-- Start Stored data --

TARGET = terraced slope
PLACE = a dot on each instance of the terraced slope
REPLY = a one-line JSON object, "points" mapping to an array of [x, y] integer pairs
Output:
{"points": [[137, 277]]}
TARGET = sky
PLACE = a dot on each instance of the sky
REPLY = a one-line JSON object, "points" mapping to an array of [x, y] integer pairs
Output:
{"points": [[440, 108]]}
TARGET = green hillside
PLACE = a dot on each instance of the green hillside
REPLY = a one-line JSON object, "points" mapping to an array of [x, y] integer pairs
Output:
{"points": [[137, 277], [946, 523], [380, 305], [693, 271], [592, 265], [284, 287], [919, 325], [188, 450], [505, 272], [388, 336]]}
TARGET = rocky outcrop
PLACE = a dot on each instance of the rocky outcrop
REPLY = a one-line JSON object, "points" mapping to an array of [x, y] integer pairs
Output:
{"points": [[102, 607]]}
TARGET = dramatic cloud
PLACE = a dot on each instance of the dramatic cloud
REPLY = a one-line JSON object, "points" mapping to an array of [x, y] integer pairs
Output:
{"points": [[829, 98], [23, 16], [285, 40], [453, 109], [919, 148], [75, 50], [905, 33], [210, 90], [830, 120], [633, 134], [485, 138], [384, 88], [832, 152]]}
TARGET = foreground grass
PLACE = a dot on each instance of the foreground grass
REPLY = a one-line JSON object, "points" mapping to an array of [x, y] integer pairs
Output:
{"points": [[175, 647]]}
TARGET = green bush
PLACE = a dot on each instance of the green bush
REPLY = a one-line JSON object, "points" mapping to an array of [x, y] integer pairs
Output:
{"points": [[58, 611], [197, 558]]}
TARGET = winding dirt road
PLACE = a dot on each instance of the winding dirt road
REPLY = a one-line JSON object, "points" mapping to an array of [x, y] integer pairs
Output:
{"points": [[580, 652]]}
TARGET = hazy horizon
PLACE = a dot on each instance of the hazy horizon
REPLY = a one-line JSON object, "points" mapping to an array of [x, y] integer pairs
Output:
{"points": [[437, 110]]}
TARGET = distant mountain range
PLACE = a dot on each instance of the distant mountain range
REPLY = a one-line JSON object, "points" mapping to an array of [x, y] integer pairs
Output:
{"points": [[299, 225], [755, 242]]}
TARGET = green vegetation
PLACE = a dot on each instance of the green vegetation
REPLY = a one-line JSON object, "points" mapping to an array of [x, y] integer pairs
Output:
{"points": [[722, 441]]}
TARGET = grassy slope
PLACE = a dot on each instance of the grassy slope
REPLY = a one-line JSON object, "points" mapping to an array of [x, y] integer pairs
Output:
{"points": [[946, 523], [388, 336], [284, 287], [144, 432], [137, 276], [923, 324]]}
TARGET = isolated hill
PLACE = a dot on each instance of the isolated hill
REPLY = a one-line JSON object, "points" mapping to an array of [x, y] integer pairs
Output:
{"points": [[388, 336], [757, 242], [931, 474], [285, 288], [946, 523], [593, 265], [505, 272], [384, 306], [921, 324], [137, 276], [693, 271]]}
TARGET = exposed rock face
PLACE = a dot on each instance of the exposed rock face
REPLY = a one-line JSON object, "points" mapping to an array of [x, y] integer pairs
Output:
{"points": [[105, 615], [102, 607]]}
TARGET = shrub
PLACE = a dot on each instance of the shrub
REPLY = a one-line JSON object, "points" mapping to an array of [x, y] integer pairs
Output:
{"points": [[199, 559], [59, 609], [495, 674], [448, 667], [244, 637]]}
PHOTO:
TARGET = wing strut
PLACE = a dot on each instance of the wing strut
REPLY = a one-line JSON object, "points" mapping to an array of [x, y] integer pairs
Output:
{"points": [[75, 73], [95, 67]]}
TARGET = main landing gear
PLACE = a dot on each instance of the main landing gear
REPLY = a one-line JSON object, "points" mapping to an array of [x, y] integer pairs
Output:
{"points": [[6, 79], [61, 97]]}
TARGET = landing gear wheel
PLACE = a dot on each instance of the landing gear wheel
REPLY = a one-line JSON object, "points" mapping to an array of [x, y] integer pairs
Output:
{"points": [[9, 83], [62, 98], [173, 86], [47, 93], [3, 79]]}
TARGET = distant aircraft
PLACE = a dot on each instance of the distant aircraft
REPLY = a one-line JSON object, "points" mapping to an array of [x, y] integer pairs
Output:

-- End Stored data --

* What you need to do
Faithfully transcribe the whole of the data.

* Correct result
TARGET = terraced slope
PLACE = a dot on each instance of the terraced slope
REPLY = a one-line JSON object, "points" mapping to an array of [x, y] integer pairs
Output:
{"points": [[137, 277]]}
TARGET = sky
PLACE = a dot on each instance of the sky
REPLY = a one-line JSON object, "points" mapping to an array of [x, y] integer pairs
Output:
{"points": [[440, 108]]}
TARGET = green hillside
PLACE = a dot on each instance of the green hillside
REPLY = a one-line JSON object, "points" mapping to an array of [x, y] integer pairs
Output:
{"points": [[137, 277], [946, 523], [380, 305], [693, 271], [592, 265], [284, 287], [919, 325], [188, 450], [505, 272], [388, 336]]}
TARGET = rocky outcrop
PLACE = a dot on each instance of the rocky outcrop
REPLY = a one-line JSON object, "points" mapping to an array of [x, y] integer pairs
Output:
{"points": [[102, 607]]}
TARGET = dramatic cloud
PLACE = a dot on each instance of the dramatic cloud
REPLY = a one-line JSON object, "points" mapping to an array of [x, y] integer pairs
Output:
{"points": [[829, 98], [23, 16], [285, 40], [453, 109], [919, 148], [75, 50], [905, 33], [210, 90], [830, 120], [633, 134], [485, 138], [384, 88], [832, 152]]}
TARGET = foreground grass
PLACE = a dot on each instance of the foreground grass
REPLY = a one-line JSON object, "points" mapping to an array of [x, y] integer pairs
Output:
{"points": [[175, 647]]}
TARGET = green bush
PLACE = a dot on each instance of the green bush
REPLY = a one-line JSON object, "points" mapping to an array of [x, y] integer pairs
Output:
{"points": [[58, 611], [197, 558]]}
TARGET = winding dirt road
PLACE = a dot on each instance of the winding dirt road
REPLY = a one-line JSON object, "points" mapping to an array of [x, y] integer pairs
Output:
{"points": [[580, 652]]}
TARGET = hazy horizon
PLACE = a dot on each instance of the hazy horizon
REPLY = a one-line JSON object, "points" mapping to an array of [x, y] integer pairs
Output:
{"points": [[437, 110]]}
TARGET = distant mountain range
PLACE = a dot on each instance of the distant mountain range
REPLY = a one-line JSON object, "points" mapping to an array of [x, y] integer pairs
Output:
{"points": [[299, 225], [755, 242]]}
TARGET = green vegetation
PLACE = a dot on each instance of the green vegetation
REPLY = a one-line JSON object, "points" mapping to an array of [x, y] integer pairs
Output:
{"points": [[722, 441]]}
TARGET = grassy slope
PLACE = a dot on each instance of the grassy slope
REPLY = a one-line JSON object, "points" mapping to an array of [x, y] integer pairs
Output:
{"points": [[946, 523], [388, 336], [284, 287], [144, 432], [137, 276], [923, 324]]}
TARGET = isolated hill
PLACE = a dot on each instance of the isolated hill
REPLY = a one-line JSON object, "points" mapping to an array of [x, y] integer pairs
Output:
{"points": [[388, 336], [757, 242], [931, 474], [285, 288], [946, 523], [593, 265], [505, 272], [384, 306], [921, 324], [137, 276], [693, 271]]}
TARGET = exposed rock face
PLACE = a dot on each instance of the exposed rock face
REPLY = a one-line JSON object, "points" mapping to an array of [x, y] integer pairs
Output:
{"points": [[105, 615], [102, 607]]}
TARGET = shrub
PLACE = a dot on each instance of the shrub
REPLY = a one-line JSON object, "points" mapping to an array of [x, y] integer pairs
Output:
{"points": [[199, 559], [59, 609], [495, 674], [448, 667], [244, 637]]}
PHOTO:
TARGET = wing strut
PLACE = a dot on each instance of the wing strut
REPLY = a one-line JSON object, "points" mapping to an array of [x, y] integer pairs
Output:
{"points": [[75, 73], [95, 67]]}
TARGET = main landing gear
PLACE = a dot on each instance of the main landing gear
REPLY = a one-line JSON object, "points" mapping to an array of [x, y] integer pairs
Output:
{"points": [[6, 79], [61, 97]]}
TARGET = landing gear wheel
PLACE = a dot on each instance of the landing gear wheel
REPLY = a one-line JSON object, "points" mapping to an array of [x, y] integer pairs
Output:
{"points": [[9, 83], [62, 98], [173, 86], [47, 93], [3, 79]]}
TARGET = distant aircraft
PLACE = a dot on each instance of the distant aircraft
REPLY = a one-line JSON object, "points" mapping to an array of [x, y] integer pairs
Output:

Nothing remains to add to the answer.